-------- Data to use
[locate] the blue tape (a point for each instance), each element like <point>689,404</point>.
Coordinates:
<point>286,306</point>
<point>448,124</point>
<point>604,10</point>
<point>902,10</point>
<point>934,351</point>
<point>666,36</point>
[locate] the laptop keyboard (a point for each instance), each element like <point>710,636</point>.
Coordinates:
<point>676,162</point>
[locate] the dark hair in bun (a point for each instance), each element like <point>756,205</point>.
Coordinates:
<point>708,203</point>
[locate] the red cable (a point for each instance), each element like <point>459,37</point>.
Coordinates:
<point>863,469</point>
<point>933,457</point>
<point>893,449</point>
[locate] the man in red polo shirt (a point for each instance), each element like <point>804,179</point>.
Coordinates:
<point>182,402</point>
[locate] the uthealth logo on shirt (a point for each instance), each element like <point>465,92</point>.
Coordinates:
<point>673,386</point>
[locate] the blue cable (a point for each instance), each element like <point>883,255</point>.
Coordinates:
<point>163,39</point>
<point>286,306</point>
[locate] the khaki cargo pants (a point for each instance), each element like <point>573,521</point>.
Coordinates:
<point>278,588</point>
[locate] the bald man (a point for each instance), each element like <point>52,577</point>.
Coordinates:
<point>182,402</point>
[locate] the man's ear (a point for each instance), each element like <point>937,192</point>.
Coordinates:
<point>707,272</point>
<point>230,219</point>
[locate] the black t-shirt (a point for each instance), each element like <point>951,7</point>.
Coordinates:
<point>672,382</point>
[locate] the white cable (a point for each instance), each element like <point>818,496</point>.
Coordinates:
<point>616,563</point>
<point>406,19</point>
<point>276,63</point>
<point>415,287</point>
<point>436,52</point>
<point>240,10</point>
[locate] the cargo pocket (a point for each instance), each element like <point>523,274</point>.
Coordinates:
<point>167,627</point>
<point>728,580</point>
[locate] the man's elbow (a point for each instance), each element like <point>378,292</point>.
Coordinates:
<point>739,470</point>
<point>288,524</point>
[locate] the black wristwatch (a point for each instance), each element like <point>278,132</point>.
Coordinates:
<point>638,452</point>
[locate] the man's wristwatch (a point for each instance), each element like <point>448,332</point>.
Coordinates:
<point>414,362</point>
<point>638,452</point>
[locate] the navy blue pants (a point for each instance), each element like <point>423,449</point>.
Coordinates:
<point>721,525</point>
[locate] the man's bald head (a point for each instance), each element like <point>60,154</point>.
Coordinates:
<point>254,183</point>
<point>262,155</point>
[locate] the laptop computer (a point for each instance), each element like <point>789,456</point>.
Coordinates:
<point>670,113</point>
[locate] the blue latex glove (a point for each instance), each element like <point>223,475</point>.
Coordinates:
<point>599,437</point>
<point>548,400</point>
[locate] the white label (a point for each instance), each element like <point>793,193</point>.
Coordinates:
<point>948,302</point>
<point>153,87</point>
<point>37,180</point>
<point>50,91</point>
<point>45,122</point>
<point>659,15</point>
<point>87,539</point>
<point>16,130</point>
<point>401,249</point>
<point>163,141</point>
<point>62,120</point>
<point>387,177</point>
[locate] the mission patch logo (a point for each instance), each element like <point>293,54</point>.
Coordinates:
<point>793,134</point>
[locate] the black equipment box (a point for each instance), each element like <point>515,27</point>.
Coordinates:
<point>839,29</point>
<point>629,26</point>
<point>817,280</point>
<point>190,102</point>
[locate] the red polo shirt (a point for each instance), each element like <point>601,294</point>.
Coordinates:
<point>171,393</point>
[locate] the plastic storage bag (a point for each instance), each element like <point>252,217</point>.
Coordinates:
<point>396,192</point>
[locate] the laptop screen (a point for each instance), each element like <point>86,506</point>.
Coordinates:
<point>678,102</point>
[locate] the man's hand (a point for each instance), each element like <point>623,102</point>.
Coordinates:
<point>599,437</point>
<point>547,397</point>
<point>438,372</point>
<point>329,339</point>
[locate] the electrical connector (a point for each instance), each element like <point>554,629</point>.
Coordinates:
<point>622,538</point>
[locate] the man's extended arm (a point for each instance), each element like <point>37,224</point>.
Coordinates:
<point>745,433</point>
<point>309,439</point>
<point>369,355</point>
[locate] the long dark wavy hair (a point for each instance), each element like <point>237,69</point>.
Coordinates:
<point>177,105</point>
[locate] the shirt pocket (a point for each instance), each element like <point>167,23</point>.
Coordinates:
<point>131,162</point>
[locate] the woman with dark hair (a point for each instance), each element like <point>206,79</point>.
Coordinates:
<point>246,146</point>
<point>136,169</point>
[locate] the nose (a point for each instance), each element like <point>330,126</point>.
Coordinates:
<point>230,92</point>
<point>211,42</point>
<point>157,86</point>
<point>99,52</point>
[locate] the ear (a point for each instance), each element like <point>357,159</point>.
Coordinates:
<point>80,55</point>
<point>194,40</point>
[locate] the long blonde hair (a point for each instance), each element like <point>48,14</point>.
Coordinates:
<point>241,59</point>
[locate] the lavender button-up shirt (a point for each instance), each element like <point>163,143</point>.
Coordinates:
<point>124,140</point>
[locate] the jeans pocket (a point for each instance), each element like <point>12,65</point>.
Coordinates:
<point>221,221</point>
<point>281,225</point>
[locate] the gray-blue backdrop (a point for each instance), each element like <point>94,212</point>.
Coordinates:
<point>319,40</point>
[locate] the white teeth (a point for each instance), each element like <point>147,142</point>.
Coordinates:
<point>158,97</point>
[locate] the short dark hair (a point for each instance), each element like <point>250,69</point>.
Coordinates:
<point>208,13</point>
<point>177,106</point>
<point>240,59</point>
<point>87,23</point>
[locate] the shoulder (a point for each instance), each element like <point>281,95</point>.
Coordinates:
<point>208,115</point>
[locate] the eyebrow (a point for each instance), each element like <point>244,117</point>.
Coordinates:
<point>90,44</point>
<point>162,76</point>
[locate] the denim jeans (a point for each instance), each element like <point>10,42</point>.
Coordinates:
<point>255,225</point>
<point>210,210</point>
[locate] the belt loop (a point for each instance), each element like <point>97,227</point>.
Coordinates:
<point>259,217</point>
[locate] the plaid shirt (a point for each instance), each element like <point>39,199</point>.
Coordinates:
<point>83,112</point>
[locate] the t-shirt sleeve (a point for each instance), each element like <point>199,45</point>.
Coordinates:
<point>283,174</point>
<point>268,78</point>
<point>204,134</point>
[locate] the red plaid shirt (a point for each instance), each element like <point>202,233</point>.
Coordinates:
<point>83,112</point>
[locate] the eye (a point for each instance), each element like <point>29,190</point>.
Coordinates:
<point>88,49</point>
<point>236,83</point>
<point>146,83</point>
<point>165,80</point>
----------------
Set exercise:
Please rewrite all the entries above as a two-column CSV with the header "prompt" and "points", one row per entry. Put each entry's text and its answer in their own quoted field, with every line break replaced by a space.

Exercise output:
prompt,points
"[locate] the blue tape (a point for each instance), each element like <point>689,404</point>. Coordinates:","<point>286,306</point> <point>448,124</point> <point>604,10</point> <point>902,10</point> <point>934,351</point> <point>666,36</point>"
"[locate] the laptop keyboard (a point for each instance), each element like <point>710,636</point>. Coordinates:","<point>676,162</point>"
"[locate] the dark hair in bun (a point for each instance), each element like <point>756,205</point>. Coordinates:","<point>708,203</point>"
"[locate] the red cable (a point for each instance), each element like <point>459,37</point>. Coordinates:","<point>863,469</point> <point>933,457</point> <point>893,449</point>"
"[locate] the man in red polo shirt (a point for each instance), each element like <point>804,179</point>. Coordinates:","<point>182,402</point>"
"[locate] the uthealth logo on shirt (a point for each instance), each element like <point>465,92</point>. Coordinates:","<point>673,386</point>"
"[locate] the blue cable (a point for each instance), each element like <point>883,255</point>. Coordinates:","<point>163,39</point> <point>286,306</point>"
"[locate] the khaki cargo pants (a point for each instance), each element like <point>573,521</point>. Coordinates:","<point>278,588</point>"
"[locate] the bald man (a point for each instance), each element like <point>52,577</point>. Coordinates:","<point>182,402</point>"
"[locate] the man's ear (a point for each instance), each element like <point>937,192</point>. Coordinates:","<point>707,272</point> <point>230,219</point>"
"[locate] the black t-shirt (a point for each instance), each element like <point>951,7</point>. Coordinates:","<point>672,382</point>"
"[locate] the white cable (a point for each instance), each element like <point>818,496</point>. Coordinates:","<point>616,563</point> <point>406,19</point> <point>276,63</point> <point>415,287</point> <point>436,52</point> <point>240,10</point>"
"[locate] the cargo pocket (a point for each instance), each element like <point>523,274</point>. Coordinates:","<point>167,627</point> <point>728,580</point>"
"[locate] the man's elbow (a point for each instance), each element like <point>378,292</point>. Coordinates:","<point>739,470</point> <point>288,524</point>"
"[locate] the black wristwatch (a point for each instance), each element like <point>278,132</point>. Coordinates:","<point>638,452</point>"
"[locate] the man's wristwatch (a point for each instance), each element like <point>448,332</point>. Coordinates:","<point>414,362</point> <point>638,452</point>"
"[locate] the navy blue pants (a point for each instance), each element like <point>423,449</point>. Coordinates:","<point>721,525</point>"
"[locate] the man's bald head (a point for each instance), each element like <point>60,154</point>. Coordinates:","<point>254,183</point> <point>262,155</point>"
"[locate] the laptop computer (a point for each instance), each element like <point>789,456</point>. Coordinates:","<point>670,113</point>"
"[locate] the blue latex glove (a point for each instance), each element like <point>223,475</point>. Coordinates:","<point>599,437</point> <point>548,400</point>"
"[locate] the white label (a point for each instance), each element like <point>793,193</point>. Coordinates:","<point>948,302</point> <point>153,87</point> <point>37,180</point> <point>50,91</point> <point>45,122</point> <point>659,15</point> <point>87,539</point> <point>16,130</point> <point>401,249</point> <point>163,141</point> <point>62,120</point> <point>387,177</point>"
"[locate] the mission patch logo (a point for each instance), each element like <point>293,54</point>. Coordinates:","<point>793,134</point>"
"[locate] the black equipment box (a point for each instance), each element like <point>515,27</point>. Coordinates:","<point>839,29</point> <point>629,26</point> <point>817,280</point> <point>190,102</point>"
"[locate] the red polo shirt (a point for each instance), each element like <point>601,294</point>. Coordinates:","<point>171,393</point>"
"[locate] the plastic storage bag (a point for each instance), each element like <point>252,217</point>. Coordinates:","<point>396,192</point>"
"[locate] the laptop screen (a point for each instance), each element like <point>86,506</point>. Coordinates:","<point>678,102</point>"
"[locate] the man's hand (a point for each instance), each element like <point>623,102</point>. Coordinates:","<point>599,437</point> <point>547,397</point> <point>438,372</point> <point>329,339</point>"
"[locate] the electrical connector (a point for each instance), each element like <point>554,629</point>. Coordinates:","<point>622,538</point>"
"[locate] the man's extended arm (a point for each instance), each element like <point>37,224</point>. Coordinates:","<point>745,433</point> <point>309,439</point> <point>369,355</point>"
"[locate] the long dark wavy hair (a point for each instance), each element like <point>237,69</point>. Coordinates:","<point>177,105</point>"
"[locate] the shirt pocket (a point for each instance), each element like <point>167,23</point>. Coordinates:","<point>131,162</point>"
"[locate] the woman with dark hair (a point for each instance), each element like <point>206,79</point>. Coordinates:","<point>246,146</point> <point>136,169</point>"
"[locate] the nose (a point for each instance), each element like <point>330,126</point>. Coordinates:","<point>230,92</point> <point>211,42</point> <point>157,86</point> <point>99,52</point>"
"[locate] the ear (a point for each instance), each element like <point>357,159</point>. Coordinates:","<point>80,55</point> <point>194,40</point>"
"[locate] the long blonde hair (a point for each instance), each element like <point>48,14</point>. Coordinates:","<point>241,59</point>"
"[locate] the lavender button-up shirt (a point for each instance), each element like <point>163,143</point>. Coordinates:","<point>124,140</point>"
"[locate] the jeans pocket (a point for each instance), each element like <point>12,65</point>. Coordinates:","<point>221,221</point> <point>281,225</point>"
"[locate] the gray-blue backdrop (a point for each instance), each element like <point>94,212</point>. Coordinates:","<point>319,40</point>"
"[locate] the white teeth (a point for each instance), each element like <point>147,142</point>. Coordinates:","<point>158,97</point>"
"[locate] the short dark hair (a point for each instance), each element like <point>250,69</point>. Coordinates:","<point>208,13</point> <point>177,106</point> <point>240,59</point> <point>87,23</point>"
"[locate] the shoulder (a point for each instance), each element like <point>281,95</point>. Coordinates:","<point>208,115</point>"
"[locate] the eyebrow (a point for each instance), each element like <point>244,117</point>. Coordinates:","<point>90,44</point> <point>162,76</point>"
"[locate] the denim jeans (a point for each instance), each element like <point>10,42</point>. Coordinates:","<point>255,225</point> <point>210,210</point>"
"[locate] the belt loop (a point for each instance), each element like <point>97,227</point>. Coordinates:","<point>259,217</point>"
"[locate] the plaid shirt (a point for each instance), each element like <point>39,199</point>. Coordinates:","<point>83,112</point>"
"[locate] the t-shirt sleeve (a point for each instance), each element like <point>199,45</point>. Coordinates:","<point>283,174</point> <point>268,78</point> <point>204,134</point>"
"[locate] the red plaid shirt (a point for each instance), each element like <point>202,233</point>. Coordinates:","<point>83,112</point>"
"[locate] the eye (a point for each instance), each element like <point>29,190</point>. Coordinates:","<point>88,49</point> <point>236,83</point> <point>146,83</point> <point>165,80</point>"